# Exercise goal
Change "partially hidden" to "partly hidden" everywhere in the rows below and give them back otherwise unchanged, leaving out the pictures.

+--

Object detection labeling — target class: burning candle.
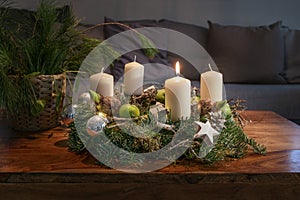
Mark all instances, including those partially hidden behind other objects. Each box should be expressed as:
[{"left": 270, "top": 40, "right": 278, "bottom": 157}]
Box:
[
  {"left": 90, "top": 71, "right": 114, "bottom": 96},
  {"left": 200, "top": 65, "right": 223, "bottom": 103},
  {"left": 124, "top": 57, "right": 144, "bottom": 95},
  {"left": 165, "top": 62, "right": 191, "bottom": 121}
]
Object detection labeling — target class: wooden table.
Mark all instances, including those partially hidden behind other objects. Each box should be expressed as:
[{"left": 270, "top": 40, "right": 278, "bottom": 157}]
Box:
[{"left": 0, "top": 111, "right": 300, "bottom": 200}]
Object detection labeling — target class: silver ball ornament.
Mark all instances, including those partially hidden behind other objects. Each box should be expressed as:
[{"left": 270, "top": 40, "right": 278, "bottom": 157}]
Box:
[
  {"left": 63, "top": 104, "right": 78, "bottom": 119},
  {"left": 86, "top": 115, "right": 108, "bottom": 136}
]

+--

# Answer below
Object detection labeling — target class: burning candle.
Mark all instances, including those partly hidden behind other objects. Each box should be expressed as:
[{"left": 270, "top": 40, "right": 278, "bottom": 157}]
Box:
[
  {"left": 90, "top": 71, "right": 114, "bottom": 96},
  {"left": 200, "top": 65, "right": 223, "bottom": 103},
  {"left": 124, "top": 57, "right": 144, "bottom": 95},
  {"left": 165, "top": 62, "right": 191, "bottom": 121}
]
Object detection labeling — target class: wooden table.
Mark all instances, including those partly hidden behind other objects. Each box should be expressed as:
[{"left": 270, "top": 40, "right": 278, "bottom": 157}]
Box:
[{"left": 0, "top": 111, "right": 300, "bottom": 200}]
Object detection labeling — target class: silver ball ornament.
Mark all instances, including those partly hidden behind other objects. Each box should be expressed as:
[{"left": 270, "top": 40, "right": 278, "bottom": 157}]
Box:
[
  {"left": 63, "top": 104, "right": 78, "bottom": 119},
  {"left": 86, "top": 115, "right": 108, "bottom": 136}
]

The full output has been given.